Click on the options button and then on the ”assume linear model” button”. We do not want the non-negative button as the variables E102:O102 might be negative.
Click on OK and then solve. Interpret solution.
2. What happens if bads have to be less than 60 and goods have to be greater than 120.
3. Go to Sheet 3 where residential status has been split into three classes “O”, “U” and the rest and the cheque guarantee card variables is also used. Repeat the process to build a scorecard using those two variables only.
Using Regression to build a scorecard by linear regression
4. Having got the variables we can use regression rather than linear programming to obtain the scores.
Return to Sheet 2.
Go to Data Analysis in the Tools menu and click on Regression.
When the Dialogue box comes up enter ( either by typing or by highlighting) as follows
In Input Y Range D1:D101
Input X range E1:O101
Click on labels, confidence levels and residuals
Let output be in a new worksheet Then click on OK.

▶ PROVIDED MATERIAL:
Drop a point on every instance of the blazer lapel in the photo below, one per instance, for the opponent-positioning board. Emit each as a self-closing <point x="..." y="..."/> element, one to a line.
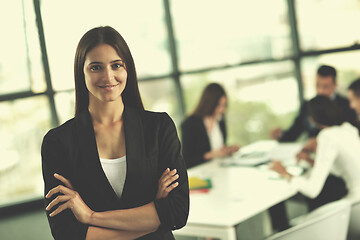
<point x="135" y="154"/>
<point x="94" y="185"/>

▶ TASK TO COMPLETE:
Continue the scorecard-building exercise from its last step, where the regression output goes to a new worksheet.

▶ RESULT OF THE TASK:
The result will be that
100Y= 4 +13.5(18-32) -15.5X(33-48) -44X(49-54) +10X(55 -63) + 69X(0child) +66X(1child) + 74X(2child) + 27X(B,Y) –16X(Z, no response) +17X(P,E,L)
So what score does some one born in 1948 with 2 children and occupation type B get?
What is the score for someone born in 1923 with 4 children who did not respond to the employment question?
How good a fit do you feel the scorecard is?
How do the relative scores compare with that obtained by linear programming?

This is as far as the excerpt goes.